## Task prompt
Your task is to copy each line of the material that holds the word "every".

----- Data for this exercise -----

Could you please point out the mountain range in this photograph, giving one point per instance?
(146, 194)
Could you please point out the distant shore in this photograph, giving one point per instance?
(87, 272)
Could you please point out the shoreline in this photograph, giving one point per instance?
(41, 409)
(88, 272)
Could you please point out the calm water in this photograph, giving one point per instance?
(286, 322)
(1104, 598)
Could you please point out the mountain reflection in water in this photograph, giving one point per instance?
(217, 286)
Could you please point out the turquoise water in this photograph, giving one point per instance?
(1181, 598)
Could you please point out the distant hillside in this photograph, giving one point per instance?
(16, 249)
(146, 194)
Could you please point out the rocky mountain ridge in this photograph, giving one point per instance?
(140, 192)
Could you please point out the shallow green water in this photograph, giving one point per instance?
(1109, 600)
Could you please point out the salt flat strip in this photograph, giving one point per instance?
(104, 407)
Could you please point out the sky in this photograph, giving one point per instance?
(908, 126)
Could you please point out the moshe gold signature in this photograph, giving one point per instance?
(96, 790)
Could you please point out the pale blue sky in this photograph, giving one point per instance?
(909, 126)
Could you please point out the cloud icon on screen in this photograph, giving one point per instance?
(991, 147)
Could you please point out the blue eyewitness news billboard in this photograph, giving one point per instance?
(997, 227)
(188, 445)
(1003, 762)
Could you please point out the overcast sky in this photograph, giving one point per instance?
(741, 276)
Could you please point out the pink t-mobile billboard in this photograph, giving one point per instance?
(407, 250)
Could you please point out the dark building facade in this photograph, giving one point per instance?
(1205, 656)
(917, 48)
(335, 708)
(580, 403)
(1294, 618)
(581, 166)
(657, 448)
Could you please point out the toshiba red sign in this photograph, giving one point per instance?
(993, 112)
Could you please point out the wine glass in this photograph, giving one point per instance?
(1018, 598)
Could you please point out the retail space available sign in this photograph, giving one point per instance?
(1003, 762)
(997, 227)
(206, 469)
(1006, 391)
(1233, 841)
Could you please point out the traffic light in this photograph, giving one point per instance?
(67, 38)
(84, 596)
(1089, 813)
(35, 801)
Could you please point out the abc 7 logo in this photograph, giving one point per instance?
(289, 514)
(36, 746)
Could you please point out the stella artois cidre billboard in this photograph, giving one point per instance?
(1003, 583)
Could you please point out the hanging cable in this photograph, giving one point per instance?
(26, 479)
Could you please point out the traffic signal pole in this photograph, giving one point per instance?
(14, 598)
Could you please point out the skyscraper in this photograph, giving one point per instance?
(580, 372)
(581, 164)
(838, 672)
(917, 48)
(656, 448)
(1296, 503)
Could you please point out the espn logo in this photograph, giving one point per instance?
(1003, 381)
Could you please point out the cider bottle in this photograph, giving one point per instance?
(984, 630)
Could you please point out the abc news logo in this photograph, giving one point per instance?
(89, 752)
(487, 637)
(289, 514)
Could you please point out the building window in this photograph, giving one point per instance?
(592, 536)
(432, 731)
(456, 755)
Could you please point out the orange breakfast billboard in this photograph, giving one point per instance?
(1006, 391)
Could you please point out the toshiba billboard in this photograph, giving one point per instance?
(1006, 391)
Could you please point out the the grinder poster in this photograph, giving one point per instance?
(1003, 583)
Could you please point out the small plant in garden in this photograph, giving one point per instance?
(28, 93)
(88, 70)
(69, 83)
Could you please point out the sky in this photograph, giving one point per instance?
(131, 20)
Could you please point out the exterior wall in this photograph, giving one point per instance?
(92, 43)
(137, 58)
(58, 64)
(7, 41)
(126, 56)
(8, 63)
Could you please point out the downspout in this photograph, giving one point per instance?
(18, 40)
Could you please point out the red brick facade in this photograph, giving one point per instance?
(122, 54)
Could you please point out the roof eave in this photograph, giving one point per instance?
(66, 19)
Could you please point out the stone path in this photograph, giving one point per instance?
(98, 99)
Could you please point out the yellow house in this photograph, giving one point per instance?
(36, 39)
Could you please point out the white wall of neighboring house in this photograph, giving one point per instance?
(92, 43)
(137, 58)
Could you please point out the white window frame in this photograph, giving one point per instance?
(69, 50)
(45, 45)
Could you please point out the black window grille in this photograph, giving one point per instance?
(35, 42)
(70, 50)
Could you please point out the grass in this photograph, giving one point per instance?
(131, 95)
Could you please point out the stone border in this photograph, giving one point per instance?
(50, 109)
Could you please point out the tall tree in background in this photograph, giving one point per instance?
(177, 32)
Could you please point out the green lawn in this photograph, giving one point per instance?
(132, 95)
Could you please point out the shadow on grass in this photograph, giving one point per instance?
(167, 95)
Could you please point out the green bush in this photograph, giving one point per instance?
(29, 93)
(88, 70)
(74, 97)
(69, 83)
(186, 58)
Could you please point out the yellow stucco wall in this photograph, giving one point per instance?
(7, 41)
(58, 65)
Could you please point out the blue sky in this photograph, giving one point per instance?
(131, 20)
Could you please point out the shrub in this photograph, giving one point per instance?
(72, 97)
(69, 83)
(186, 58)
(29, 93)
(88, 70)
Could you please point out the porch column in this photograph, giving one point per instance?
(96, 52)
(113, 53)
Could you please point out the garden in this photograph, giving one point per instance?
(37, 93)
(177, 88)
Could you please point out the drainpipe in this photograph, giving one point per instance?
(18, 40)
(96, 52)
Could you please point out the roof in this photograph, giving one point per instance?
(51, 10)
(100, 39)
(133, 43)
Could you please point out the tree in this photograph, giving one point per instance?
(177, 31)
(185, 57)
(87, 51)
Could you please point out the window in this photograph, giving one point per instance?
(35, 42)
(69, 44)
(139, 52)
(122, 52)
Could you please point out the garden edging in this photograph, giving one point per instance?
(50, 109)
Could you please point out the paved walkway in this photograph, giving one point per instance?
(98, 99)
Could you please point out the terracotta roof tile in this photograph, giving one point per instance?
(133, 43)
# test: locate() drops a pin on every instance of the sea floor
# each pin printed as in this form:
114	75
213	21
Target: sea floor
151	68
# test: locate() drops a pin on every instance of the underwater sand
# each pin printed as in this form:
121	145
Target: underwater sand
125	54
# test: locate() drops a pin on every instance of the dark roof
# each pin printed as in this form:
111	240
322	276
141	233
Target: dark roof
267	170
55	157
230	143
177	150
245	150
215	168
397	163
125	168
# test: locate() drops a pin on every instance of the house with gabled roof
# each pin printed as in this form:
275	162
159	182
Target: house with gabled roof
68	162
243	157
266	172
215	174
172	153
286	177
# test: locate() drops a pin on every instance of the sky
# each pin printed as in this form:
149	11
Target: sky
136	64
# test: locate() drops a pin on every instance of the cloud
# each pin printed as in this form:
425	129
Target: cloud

-----

## Exercise answer
# test: locate() drops a pin on every instance of the sea floor
# test: locate() drops a pin on every instance of the underwater sand
# test: locate() drops a pin on every instance of the dark roof
# test: locate() drops a pin on every instance of the house with gabled roof
# test: locate() drops a pin on every instance of the sky
# test: locate() drops a pin on every instance of the cloud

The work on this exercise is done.